The New England Journal of My Ass

Monday, August 28, 2006

"We Jam Econo"--Required Viewing for Minutemen 101

What's harshing my mellow right now is how there's an anti-immigration group out there called The Minutemen. Why did they have to name themselves after my favorite band? Couldn't they pick another band? How about The Avenged Sevenfold Federation of Aryans? The Art Brutes? The Breaking Benjamin Militia? The Good Charlotte Beaner Hater Project? No, in an ironic twist of an ironic twist (seeing how the very name of the Minutemen band was named, in part, after a right-wing militia in the 60's), these clowns name themselves after the greatest punk rock band ever. The Minutemen are one of the only bands whose t-shirt I used to proudly wear; now, I worry about it getting misconstrued by those unfamiliar with the band.)

However, the other part of what the very name "Minutemen" means is what I love about this band.

When I saw "We Jam Econo," the Minutmen documentary in the theatre, I was annoyed with what I thought was excessive reliance on the Minutemen's contemporaries stating the obvious. In essence: "The Minutemen were really great musicians. "Double Nickels on the Dime" is a great record."

Thanks, Henry, Jello, Milo, and Ian et al. Couldn't've sussed that one out on my own. But...the 2nd time I saw it, I grew to like those parts just as much as the rest of it, if only because there's so much love for these guys in a way you don't see for too many punk bands from the 70's and 80's. Sure, plenty of bands from that era still sell t-shirts at Hot Topic, but there's a kind've religous fervor with San Pedro's Finest, a kind of reverence you only see in diehard Who fans. Approrpriate, because both bands have a total belief in the power of what they were doing, the idea that music has a power able to transcend our realities.

As Mike Watt explained in "We Jam Econo," the second component to the name was defining "minute" not as "60 seconds," but as "small." As in: mi-NUTE.

This documentary is a history lesson of how things used to be for your average unattractive schlep w/ a penchant for playing music (i.e. you, me, and everyone we know). That stage we take for granted used to be so far away and inaccessible except for a few stars. The best you could hope for was to learn some covers and play those on otherwise dead nights in some shitty bar.

Punk changed that, of course, and now, I worry that indie-rock is changing it back, with its over-reliance on glossy showbiz mechanisms.
__________
▸ **Exercise tasks**
• 1. In the blog post about the Minutemen documentary, how did Mike Watt define "minute" in the band's name?
• 2. Shorten the paragraph of the Minutemen blog post that begins "This documentary is a history lesson" to one or two sentences, keeping its main facts.
• 3. Pick up the blog post about the Minutemen documentary after its final sentence and write a few more sentences in the same voice.

▸ **Recorded information**
__________
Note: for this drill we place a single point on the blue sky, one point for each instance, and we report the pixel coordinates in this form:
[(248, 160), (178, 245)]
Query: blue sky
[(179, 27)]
__________
▸ **Answers for the exercise**
• 1. Not as "60 seconds" but as "small," pronounced mi-NUTE.

• 2. The documentary shows how things once were for ordinary, unattractive people who liked to play music: the stage was out of reach for all but a few stars, and the best they could hope for was playing covers on dead nights in bad bars.

• 3.
"I never could get quite get into The Minutemen." So many times, I've heard that from garridge punk friends who should know better. Musicians, even. In fact, outside of my old Florida buddies, I can't think of anybody who's really into the Minutemen. Why is that? Is the music that inaccessible to the average stoopid punk weaned at the teat on nothing but odes to gluesniffing and girl troubles? Surely, it's not too stained from the excesses of 90's whiteboy funk (please don't lump the Minutemen w/ the Spin Doctors...) Does everything have to have a Marky Ramone beat behind it? Pardon the cliche, but I had a friend back in FLA who called The Minutemen a "thinking man's punk band," and maybe that's part of the problem. Maybe "thinking man's punk band" is a contradiction in terms for some, or the very act of using your brain gets you into some murky, pretentious, and unentertaining waters, waters you can't party down to on the weekend when you're at the rock club trying to get laid, unless songs about the colonial oppression of Central America light your crackpipe.

Well, "We Jam Econo" is for those who never quite "got" The Minutemen. This band is important, and their story needs to be told, because, like "History Lesson Part II" sez, "Our band could be your life."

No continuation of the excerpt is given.